Work to do:
Write out every line of the data below word for word, but leave out the pictures.

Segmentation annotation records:
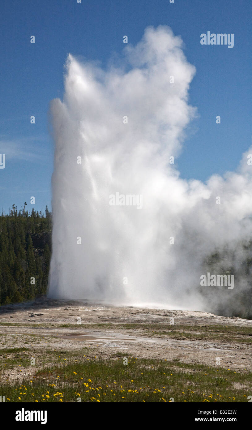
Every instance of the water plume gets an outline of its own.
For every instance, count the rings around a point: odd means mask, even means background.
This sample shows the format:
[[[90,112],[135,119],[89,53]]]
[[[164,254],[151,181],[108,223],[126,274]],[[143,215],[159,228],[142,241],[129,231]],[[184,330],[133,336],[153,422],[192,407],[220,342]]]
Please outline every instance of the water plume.
[[[181,179],[172,163],[197,115],[188,101],[195,68],[182,47],[161,26],[124,48],[120,67],[68,55],[63,100],[51,108],[49,297],[210,310],[222,293],[201,293],[208,257],[217,249],[233,267],[248,257],[248,153],[237,172],[206,184]]]

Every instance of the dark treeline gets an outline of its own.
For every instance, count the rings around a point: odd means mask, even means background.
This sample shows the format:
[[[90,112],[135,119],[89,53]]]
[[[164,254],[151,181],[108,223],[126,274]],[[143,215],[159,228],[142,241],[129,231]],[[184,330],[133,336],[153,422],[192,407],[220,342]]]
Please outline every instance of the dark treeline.
[[[52,214],[13,205],[0,216],[0,305],[46,294],[52,250]]]

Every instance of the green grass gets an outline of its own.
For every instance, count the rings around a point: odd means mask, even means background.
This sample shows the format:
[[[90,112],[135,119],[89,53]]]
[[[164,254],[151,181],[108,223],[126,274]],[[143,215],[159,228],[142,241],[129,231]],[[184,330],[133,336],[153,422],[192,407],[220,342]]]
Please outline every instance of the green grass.
[[[0,394],[10,402],[77,402],[80,398],[83,402],[169,402],[172,399],[176,402],[246,402],[252,394],[249,372],[132,357],[124,365],[120,355],[105,360],[83,356],[74,362],[46,367],[22,383],[2,382]],[[237,383],[246,388],[235,388]]]

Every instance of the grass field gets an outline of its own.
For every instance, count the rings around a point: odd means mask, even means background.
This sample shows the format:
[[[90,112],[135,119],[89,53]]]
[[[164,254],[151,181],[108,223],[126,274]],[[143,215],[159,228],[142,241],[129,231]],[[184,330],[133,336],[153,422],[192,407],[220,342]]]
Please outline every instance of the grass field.
[[[4,351],[17,363],[28,352],[26,348]],[[22,383],[2,380],[0,393],[6,402],[246,402],[252,394],[249,372],[134,357],[124,364],[123,354],[101,360],[89,358],[89,352],[83,349],[77,360],[80,350],[46,351],[47,359],[57,356],[58,364],[46,366]]]

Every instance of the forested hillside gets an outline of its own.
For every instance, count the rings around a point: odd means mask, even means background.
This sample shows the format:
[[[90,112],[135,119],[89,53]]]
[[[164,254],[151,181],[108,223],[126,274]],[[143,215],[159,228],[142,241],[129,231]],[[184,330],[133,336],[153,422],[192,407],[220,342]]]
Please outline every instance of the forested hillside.
[[[25,203],[0,216],[0,304],[31,300],[46,292],[51,258],[52,214]]]

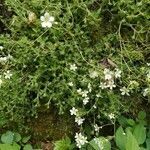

Exercise output:
Every instance of the water plume gets an outline of its own.
For every instance, count the rings around a point: odd means mask, even means background.
This sample shows the format:
[[[90,112],[135,119],[89,53]]]
[[[164,254],[151,181],[108,223],[126,274]],[[143,215],[159,228],[142,241],[129,231]],[[184,330],[133,336],[153,422],[192,407],[220,342]]]
Please outline every instance of the water plume.
[[[181,179],[172,163],[197,115],[188,101],[195,68],[182,47],[161,26],[124,48],[120,67],[68,55],[63,100],[51,108],[49,297],[210,310],[222,293],[201,293],[208,257],[217,249],[233,267],[248,257],[248,153],[237,172],[206,184]]]

Every instance of the dark treeline gets an outline of its own.
For every instance, count the rings around a point: odd means mask, even means background.
This sample shows the format:
[[[90,112],[135,119],[89,53]]]
[[[164,254],[151,181],[108,223],[126,274]],[[143,215],[159,228],[142,241],[129,231]],[[184,330],[133,336],[153,422],[192,407],[220,342]]]
Please outline every instance of the dark treeline.
[[[52,214],[13,205],[0,216],[0,305],[46,294],[52,250]]]

Every instance of the green grass gets an outline of its own.
For every instance, count the rings around a point: odd means mask, even means background.
This sample shows the format:
[[[90,112],[135,119],[89,53]]]
[[[164,254],[151,181],[108,223],[126,274]],[[143,215],[159,228],[142,241],[129,231]],[[184,330],[133,336],[153,422],[192,407],[220,342]]]
Please outline every instance of the green grass.
[[[0,394],[10,402],[77,402],[80,398],[83,402],[169,402],[172,399],[176,402],[246,402],[252,394],[249,372],[132,357],[124,365],[120,355],[105,360],[83,356],[74,362],[46,367],[22,383],[2,382]],[[237,383],[246,388],[235,388]]]

Every instance of the grass field gets an outline of its own.
For every instance, count the rings around a point: odd means mask, even means background.
This sample shows the format:
[[[90,112],[135,119],[89,53]]]
[[[164,254],[151,181],[108,223],[126,274]],[[143,215],[159,228],[142,241],[129,231]],[[184,330],[133,336],[153,422],[192,407],[220,342]]]
Please outline every instance of the grass field.
[[[4,351],[17,363],[28,352],[26,348]],[[22,383],[2,380],[0,393],[6,402],[246,402],[252,394],[249,372],[134,357],[124,364],[123,354],[101,360],[89,358],[89,352],[83,349],[77,360],[80,350],[46,351],[47,359],[57,356],[58,364],[46,366]]]

Every instance of the forested hillside gets an outline of its own.
For every instance, count the rings around a point: odd means mask, even means background.
This sample shows the format:
[[[90,112],[135,119],[89,53]]]
[[[164,254],[151,181],[108,223],[126,274]],[[143,215],[159,228],[142,241],[129,231]],[[184,330],[133,336],[153,422],[192,407],[220,342]]]
Please outline every instance of the forested hillside.
[[[25,203],[0,216],[0,304],[31,300],[46,292],[51,258],[52,214]]]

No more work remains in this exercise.